▶ _EXERCISE GOAL_: Count the lines in the data below that contain the string "before" and give only that number.

▶ _INFORMATION SUPPLIED_:
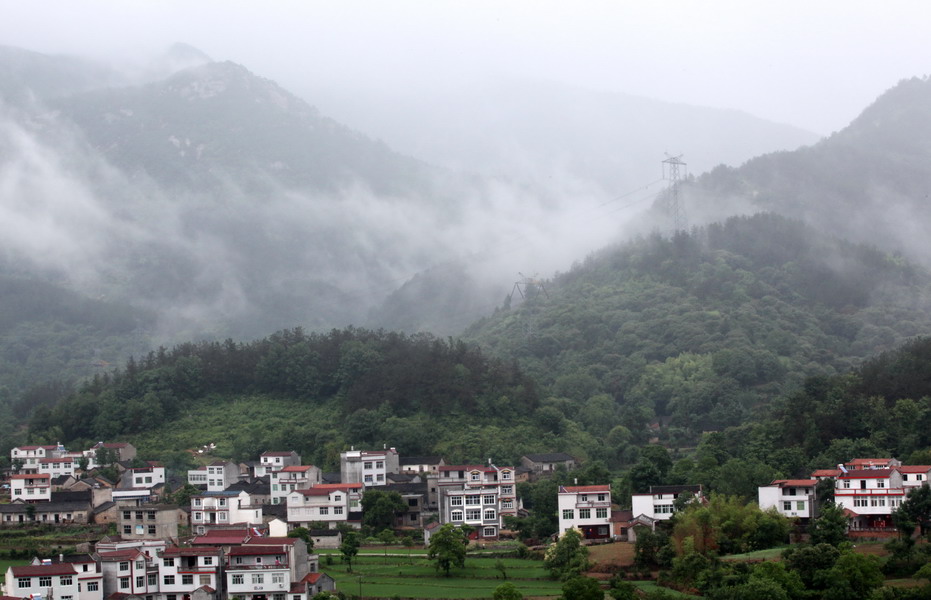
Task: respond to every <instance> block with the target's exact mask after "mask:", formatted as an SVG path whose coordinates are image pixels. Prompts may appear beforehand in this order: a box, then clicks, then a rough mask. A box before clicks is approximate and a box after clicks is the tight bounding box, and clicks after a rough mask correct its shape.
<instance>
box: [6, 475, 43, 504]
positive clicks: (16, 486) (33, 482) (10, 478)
mask: <svg viewBox="0 0 931 600" xmlns="http://www.w3.org/2000/svg"><path fill="white" fill-rule="evenodd" d="M10 499H11V500H14V501H15V500H21V501H23V502H49V501H51V499H52V476H51V475H49V474H48V473H34V474H26V475H10Z"/></svg>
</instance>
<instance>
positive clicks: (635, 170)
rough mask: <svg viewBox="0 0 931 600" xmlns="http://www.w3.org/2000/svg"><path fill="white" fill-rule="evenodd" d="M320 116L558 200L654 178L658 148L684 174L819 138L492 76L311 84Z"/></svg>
mask: <svg viewBox="0 0 931 600" xmlns="http://www.w3.org/2000/svg"><path fill="white" fill-rule="evenodd" d="M310 89H311V93H312V94H313V96H314V98H315V99H316V102H317V104H318V105H319V106H321V107H322V108H323V109H324V110H326V111H327V113H328V114H330V115H332V116H334V117H336V118H338V119H340V120H341V121H343V122H345V123H350V124H352V125H353V126H355V127H357V128H359V129H362V130H363V131H367V132H369V133H370V134H372V135H375V136H378V137H380V138H382V139H384V140H386V141H387V142H388V143H389V144H391V146H392V147H394V148H397V149H399V150H401V151H403V152H405V153H407V154H410V155H412V156H417V157H421V158H424V159H427V160H429V161H430V162H432V163H435V164H439V165H443V166H446V167H448V168H451V169H456V170H474V171H476V172H480V173H483V174H485V175H488V176H494V177H500V178H504V179H508V180H515V181H522V182H526V183H528V184H530V185H533V186H534V187H535V188H537V189H539V190H541V191H543V190H547V189H549V190H550V191H553V192H556V193H565V192H569V191H576V192H579V191H582V190H586V189H591V188H595V189H598V190H599V191H601V192H604V193H608V194H615V195H616V194H621V193H624V192H626V191H628V190H630V189H632V188H634V187H636V186H638V185H640V184H644V183H646V182H648V181H652V180H654V179H658V178H660V177H661V176H662V173H661V169H660V161H662V160H663V159H664V158H665V157H666V154H665V153H666V152H668V153H670V154H674V155H678V154H684V155H685V158H684V160H685V161H686V162H687V163H689V169H690V171H691V172H693V173H702V172H704V171H706V170H709V169H711V168H713V167H714V166H716V165H719V164H729V165H739V164H741V163H743V162H744V161H746V160H748V159H750V158H752V157H755V156H758V155H760V154H763V153H768V152H773V151H775V150H789V149H794V148H798V147H799V146H803V145H806V144H812V143H814V142H815V141H817V139H818V136H817V135H815V134H813V133H810V132H807V131H803V130H800V129H798V128H795V127H792V126H788V125H783V124H779V123H772V122H769V121H766V120H764V119H760V118H757V117H754V116H752V115H749V114H747V113H743V112H740V111H736V110H722V109H712V108H706V107H697V106H688V105H684V104H674V103H668V102H662V101H659V100H653V99H649V98H642V97H638V96H633V95H628V94H619V93H612V92H600V91H593V90H586V89H581V88H573V87H570V86H566V85H561V84H557V83H550V82H543V81H532V80H521V79H505V78H498V79H494V80H485V81H480V82H475V83H474V84H472V85H470V86H463V87H460V88H455V89H443V90H440V91H437V90H422V89H416V90H403V89H402V90H398V91H397V92H396V93H395V94H394V95H387V94H382V95H376V96H375V97H374V98H373V96H372V94H373V93H374V92H372V90H367V89H346V88H342V87H339V86H338V85H334V86H328V87H322V86H313V85H312V84H311V86H310Z"/></svg>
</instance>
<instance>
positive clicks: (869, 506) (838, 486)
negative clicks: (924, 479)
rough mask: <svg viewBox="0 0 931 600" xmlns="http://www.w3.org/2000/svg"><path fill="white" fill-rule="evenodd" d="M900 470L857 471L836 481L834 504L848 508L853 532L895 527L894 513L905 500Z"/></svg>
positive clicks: (846, 511)
mask: <svg viewBox="0 0 931 600" xmlns="http://www.w3.org/2000/svg"><path fill="white" fill-rule="evenodd" d="M898 468H901V467H895V468H886V469H877V468H869V469H853V470H848V471H847V472H846V473H841V475H840V476H838V477H837V478H836V479H835V481H834V502H835V503H836V504H837V505H838V506H841V507H843V508H844V509H845V512H846V513H847V515H848V516H849V517H850V519H851V520H850V528H851V529H852V530H864V529H879V530H883V529H890V528H891V527H892V512H893V511H894V510H896V509H897V508H898V507H899V506H900V505H901V504H902V500H903V499H904V498H905V489H904V487H903V485H902V484H903V481H902V474H900V473H899V471H898V470H897V469H898Z"/></svg>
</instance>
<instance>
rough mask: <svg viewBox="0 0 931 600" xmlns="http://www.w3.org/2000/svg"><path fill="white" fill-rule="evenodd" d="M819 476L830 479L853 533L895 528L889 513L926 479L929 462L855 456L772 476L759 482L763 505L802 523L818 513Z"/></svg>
mask: <svg viewBox="0 0 931 600" xmlns="http://www.w3.org/2000/svg"><path fill="white" fill-rule="evenodd" d="M822 480H830V481H832V482H833V486H832V487H833V494H834V502H835V504H837V505H838V506H840V507H842V508H843V509H844V513H845V514H846V515H847V516H848V517H849V518H850V534H851V535H852V536H855V537H856V536H863V535H870V536H872V535H878V534H883V533H891V532H894V531H895V528H894V526H893V523H892V513H893V512H894V511H895V510H896V509H897V508H899V506H901V505H902V502H903V501H904V500H905V497H906V496H907V495H908V492H909V491H911V490H912V489H914V488H916V487H919V486H922V485H928V482H929V480H931V465H903V464H902V463H901V461H899V460H896V459H894V458H857V459H854V460H851V461H850V462H848V463H846V464H840V465H837V467H836V468H834V469H818V470H816V471H815V472H813V473H812V474H811V476H810V477H809V478H808V479H777V480H775V481H773V482H772V483H770V484H769V485H765V486H761V487H760V488H759V505H760V508H762V509H764V510H765V509H770V508H774V509H776V510H777V511H778V512H779V513H780V514H783V515H785V516H787V517H794V518H797V519H799V520H800V521H801V522H802V523H805V522H808V521H809V520H811V519H814V518H817V516H818V512H817V511H818V506H819V502H818V500H820V499H819V498H817V497H816V494H815V491H816V487H817V486H818V483H819V482H820V481H822Z"/></svg>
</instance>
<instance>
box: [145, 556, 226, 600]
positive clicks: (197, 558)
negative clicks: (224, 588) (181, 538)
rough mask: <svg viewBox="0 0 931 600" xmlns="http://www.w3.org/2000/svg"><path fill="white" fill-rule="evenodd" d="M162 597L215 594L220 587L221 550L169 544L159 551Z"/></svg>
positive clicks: (201, 596) (215, 593)
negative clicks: (186, 547)
mask: <svg viewBox="0 0 931 600" xmlns="http://www.w3.org/2000/svg"><path fill="white" fill-rule="evenodd" d="M156 562H157V564H158V565H159V578H158V580H159V588H160V592H161V597H162V598H166V600H167V598H169V597H170V596H174V597H175V599H176V600H177V599H184V598H191V599H192V600H193V598H194V597H195V596H201V597H204V598H215V597H217V591H218V590H220V589H221V588H222V587H223V574H222V566H223V552H222V550H221V549H220V548H210V547H202V548H201V547H199V548H177V547H168V548H165V549H164V550H163V551H161V552H160V553H159V554H158V557H157V560H156Z"/></svg>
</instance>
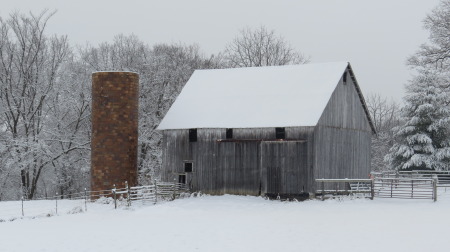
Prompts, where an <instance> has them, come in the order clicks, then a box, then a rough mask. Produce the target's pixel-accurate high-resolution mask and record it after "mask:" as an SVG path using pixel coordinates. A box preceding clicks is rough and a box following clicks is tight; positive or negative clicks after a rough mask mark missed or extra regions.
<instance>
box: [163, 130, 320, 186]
mask: <svg viewBox="0 0 450 252" xmlns="http://www.w3.org/2000/svg"><path fill="white" fill-rule="evenodd" d="M285 129H286V139H288V140H306V141H276V142H273V140H275V128H256V129H233V139H234V140H235V141H231V142H218V140H221V139H225V134H226V129H198V130H197V142H189V130H187V129H186V130H165V131H164V133H163V141H164V143H163V144H164V147H163V167H162V179H163V180H166V181H173V180H174V179H175V180H177V179H178V178H177V177H178V175H179V174H184V162H186V161H190V162H193V164H194V168H193V172H192V173H186V177H187V181H186V182H187V184H188V185H189V186H190V187H191V188H192V190H193V191H201V192H204V193H209V194H224V193H228V194H238V195H260V194H264V193H266V192H267V190H268V189H271V190H272V191H273V190H275V191H276V190H280V192H279V193H297V192H300V191H302V190H303V189H304V188H305V190H307V189H308V188H309V187H310V186H311V179H309V178H310V177H311V176H310V174H312V168H313V167H312V164H313V158H312V151H308V150H312V146H313V145H312V143H313V133H314V127H288V128H285ZM239 140H241V141H239ZM245 140H258V141H245ZM260 140H262V141H260ZM265 140H270V141H265ZM278 155H280V156H279V157H277V156H278ZM267 169H270V172H269V173H268V172H267ZM274 172H275V173H277V174H279V175H277V177H276V178H275V177H273V178H272V176H273V174H274ZM285 172H287V173H288V175H286V174H284V173H285ZM278 180H279V181H280V183H279V185H278V186H276V187H274V186H275V184H276V183H277V182H276V181H278ZM270 183H272V184H271V187H268V185H269V184H270ZM274 183H275V184H274ZM277 187H278V188H279V189H276V188H277Z"/></svg>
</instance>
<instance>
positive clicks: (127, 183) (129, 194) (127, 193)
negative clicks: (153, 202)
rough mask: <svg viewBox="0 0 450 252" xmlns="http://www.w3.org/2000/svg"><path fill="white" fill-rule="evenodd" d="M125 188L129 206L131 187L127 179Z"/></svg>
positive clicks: (127, 205)
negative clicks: (125, 188)
mask: <svg viewBox="0 0 450 252" xmlns="http://www.w3.org/2000/svg"><path fill="white" fill-rule="evenodd" d="M125 188H126V189H127V206H131V197H130V187H129V186H128V181H125Z"/></svg>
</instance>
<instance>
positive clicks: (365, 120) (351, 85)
mask: <svg viewBox="0 0 450 252" xmlns="http://www.w3.org/2000/svg"><path fill="white" fill-rule="evenodd" d="M349 71H351V69H348V70H347V71H346V73H345V74H347V79H346V81H345V82H344V75H343V77H342V78H341V79H340V80H339V83H338V85H337V86H336V89H335V90H334V92H333V94H332V95H331V98H330V100H329V102H328V104H327V106H326V107H325V110H324V111H323V114H322V115H321V117H320V119H319V122H318V123H317V126H316V129H315V138H316V143H315V148H314V150H315V152H316V153H318V155H316V157H315V161H314V166H315V178H366V177H367V176H368V174H369V173H370V145H371V137H372V127H371V122H370V117H368V116H367V114H366V111H365V110H364V106H365V102H364V100H362V97H361V96H360V95H359V94H358V89H359V87H358V86H357V83H356V82H355V81H354V78H350V73H349ZM330 143H332V144H330ZM319 153H320V154H319Z"/></svg>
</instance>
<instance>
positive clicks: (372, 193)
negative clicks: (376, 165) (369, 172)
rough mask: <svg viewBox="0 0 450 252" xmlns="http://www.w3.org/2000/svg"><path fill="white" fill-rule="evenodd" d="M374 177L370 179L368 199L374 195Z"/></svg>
mask: <svg viewBox="0 0 450 252" xmlns="http://www.w3.org/2000/svg"><path fill="white" fill-rule="evenodd" d="M374 187H375V178H372V180H371V181H370V199H371V200H373V198H374V197H375V188H374Z"/></svg>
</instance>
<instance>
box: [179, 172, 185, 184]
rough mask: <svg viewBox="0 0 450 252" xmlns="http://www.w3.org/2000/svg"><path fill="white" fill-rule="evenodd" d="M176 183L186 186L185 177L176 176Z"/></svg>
mask: <svg viewBox="0 0 450 252" xmlns="http://www.w3.org/2000/svg"><path fill="white" fill-rule="evenodd" d="M178 183H180V184H186V175H184V174H183V175H178Z"/></svg>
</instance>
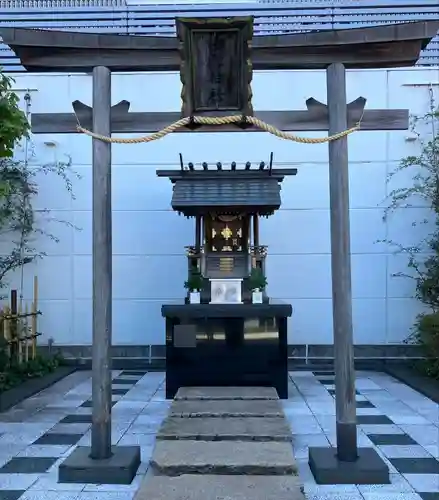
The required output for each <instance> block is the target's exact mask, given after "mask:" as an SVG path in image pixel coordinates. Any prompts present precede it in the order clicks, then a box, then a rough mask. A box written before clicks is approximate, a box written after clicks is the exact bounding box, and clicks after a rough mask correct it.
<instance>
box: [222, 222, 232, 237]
mask: <svg viewBox="0 0 439 500" xmlns="http://www.w3.org/2000/svg"><path fill="white" fill-rule="evenodd" d="M221 236H222V237H223V238H224V239H225V240H229V239H230V238H231V237H232V236H233V231H232V230H231V229H230V227H229V226H227V225H226V227H225V228H224V229H223V230H222V231H221Z"/></svg>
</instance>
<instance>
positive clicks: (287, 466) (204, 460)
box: [151, 440, 297, 476]
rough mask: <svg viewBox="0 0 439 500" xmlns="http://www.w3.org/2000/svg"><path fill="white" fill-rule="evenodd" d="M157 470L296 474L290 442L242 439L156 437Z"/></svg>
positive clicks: (260, 474) (188, 473)
mask: <svg viewBox="0 0 439 500" xmlns="http://www.w3.org/2000/svg"><path fill="white" fill-rule="evenodd" d="M151 467H152V470H153V471H154V472H155V473H158V474H163V475H167V476H177V475H180V474H226V475H227V474H233V475H235V474H248V475H252V474H253V475H266V476H268V475H294V474H297V466H296V461H295V460H294V457H293V449H292V446H291V443H286V442H276V441H271V442H264V441H259V442H251V441H248V442H243V441H189V440H188V441H186V440H182V441H166V440H165V441H161V440H159V441H157V442H156V445H155V449H154V452H153V455H152V458H151Z"/></svg>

▶ _REPLY_: 2